TEXT SECTION:
====

Final Review of 2020 “Sure Things”
Every January, I start keeping track of the predictions for the upcoming year I hear in the financial media and from advisors and investors. With the arrival of 2021, it’s time for my final review of how the 2020 forecasts played out.
As is my practice, I will give a score of +1 for a forecast that came true, a score of -1 for one that was wrong, and a 0 for one that was basically a tie.
Here is the final review of the nine sure things I was tracking:
- U.S. economic growth will be durable enough to avoid a recession, but disappointing to those expecting improvement. GDP growth will slow from about 2.3% in 2019 to 1.8% in 2020, according to the Philadelphia Federal Reserve’s 2019 survey of professional forecasters. The coronavirus upended all economic forecasts. Its fourth quarter 2020 survey predicted full-year growth of -3.5%. Score -1.
- Corporate profit growth will continue to be strong. S&P 500 companies’ earnings will reach a cumulative $178 per share, up from an estimated $162 for 2019, a 10% increase. As of September 24, the consensus forecast for the year was $136, a drop of 16%. Score -1.
- While P/E multiple expansion is likely behind us, reduced trade tensions, easy monetary policy and strong earnings growth will produce high single-digit returns for U.S. stocks. Demonstrating that the economy and the stock market are very different things, the S&P 500 Index returned 18.4%. Despite the estimated 3.5% decline in GNP and the estimated 16% decline in earnings, the S&P 500 Index more than doubled the forecast. Score -1.

====

Dataset entries
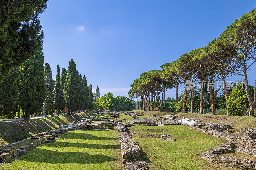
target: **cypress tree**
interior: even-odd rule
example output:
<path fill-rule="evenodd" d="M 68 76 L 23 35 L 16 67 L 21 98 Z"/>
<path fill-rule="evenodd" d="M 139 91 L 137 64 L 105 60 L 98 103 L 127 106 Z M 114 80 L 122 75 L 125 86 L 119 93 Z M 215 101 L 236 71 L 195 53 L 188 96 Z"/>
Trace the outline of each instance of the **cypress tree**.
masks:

====

PROBLEM SET:
**a.** According to the review of 2020 forecasts, what did the S&P 500 Index return?
**b.** In the review of 2020 forecasts, retype the stretch from "Every January, I" through "forecasts played out.".
**c.** Continue the review of 2020 forecasts from where it stops.

WRITTEN ANSWERS:
**a.** 18.4%

**b.**
Every January, I start keeping track of the predictions for the upcoming year I hear in the financial media and from advisors and investors. With the arrival of 2021, it’s time for my final review of how the 2020 forecasts played out.

**c.**
- Inflation will remain tame. Vanguard’s Joe Davis wrote, “Secular drags, including globalization, technological innovation, and well-anchored inflation expectations have been keeping inflation contained in recent years; and we expect this to persist over the medium and long term.” The consensus forecast of professional economists in the Philadelphia Federal Reserve’s 2019 Survey was for the CPI to increase at just 2.1%. The market certainly agreed, as the spread between 10-year TIPS and 10-year nominal Treasury bonds was only about 1.8%. The Philadelphia Federal Reserve’s Fourth Quarter 2020 Survey forecasted full-year inflation of only 1.24. While the COVID crisis negatively impacted the first two sure things, it helped this one. Score +1.